* Action item:
Show every line below where "logo" appears.
═══ Input records
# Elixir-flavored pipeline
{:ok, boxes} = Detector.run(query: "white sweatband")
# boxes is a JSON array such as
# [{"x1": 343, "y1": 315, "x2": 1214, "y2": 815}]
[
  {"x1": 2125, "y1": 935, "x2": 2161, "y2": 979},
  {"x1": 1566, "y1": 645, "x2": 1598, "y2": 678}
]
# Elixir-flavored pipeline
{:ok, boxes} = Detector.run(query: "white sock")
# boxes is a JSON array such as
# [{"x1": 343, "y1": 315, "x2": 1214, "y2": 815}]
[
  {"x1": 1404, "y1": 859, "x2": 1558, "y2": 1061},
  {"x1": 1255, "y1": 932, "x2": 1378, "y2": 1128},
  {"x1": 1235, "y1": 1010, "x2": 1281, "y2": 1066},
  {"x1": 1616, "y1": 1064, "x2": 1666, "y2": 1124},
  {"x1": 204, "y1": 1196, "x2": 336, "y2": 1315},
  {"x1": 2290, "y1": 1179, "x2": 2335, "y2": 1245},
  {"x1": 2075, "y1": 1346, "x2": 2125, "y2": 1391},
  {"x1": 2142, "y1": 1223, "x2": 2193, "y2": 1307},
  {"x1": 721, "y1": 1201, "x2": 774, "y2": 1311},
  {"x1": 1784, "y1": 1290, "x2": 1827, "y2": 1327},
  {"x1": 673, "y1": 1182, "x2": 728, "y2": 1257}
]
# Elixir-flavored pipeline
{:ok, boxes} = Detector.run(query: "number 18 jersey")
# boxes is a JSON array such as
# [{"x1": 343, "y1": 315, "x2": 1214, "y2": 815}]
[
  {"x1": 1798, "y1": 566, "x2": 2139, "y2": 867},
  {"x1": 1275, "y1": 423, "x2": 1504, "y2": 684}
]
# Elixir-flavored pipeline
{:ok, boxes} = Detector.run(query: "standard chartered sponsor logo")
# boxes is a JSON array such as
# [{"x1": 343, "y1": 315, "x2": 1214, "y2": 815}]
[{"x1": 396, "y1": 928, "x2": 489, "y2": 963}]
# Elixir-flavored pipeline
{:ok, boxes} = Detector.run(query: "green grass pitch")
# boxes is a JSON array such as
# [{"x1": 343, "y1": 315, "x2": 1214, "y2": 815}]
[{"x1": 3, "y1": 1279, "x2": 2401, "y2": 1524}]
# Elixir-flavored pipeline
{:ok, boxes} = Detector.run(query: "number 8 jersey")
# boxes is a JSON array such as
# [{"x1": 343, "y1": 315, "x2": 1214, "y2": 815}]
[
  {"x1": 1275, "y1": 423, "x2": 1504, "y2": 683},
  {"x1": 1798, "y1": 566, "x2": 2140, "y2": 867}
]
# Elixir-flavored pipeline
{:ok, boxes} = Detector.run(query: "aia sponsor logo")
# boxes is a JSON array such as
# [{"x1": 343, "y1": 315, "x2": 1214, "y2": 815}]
══════
* Task output:
{:ok, boxes} = Detector.run(query: "standard chartered sponsor logo")
{:ok, boxes} = Detector.run(query: "aia sponsor logo")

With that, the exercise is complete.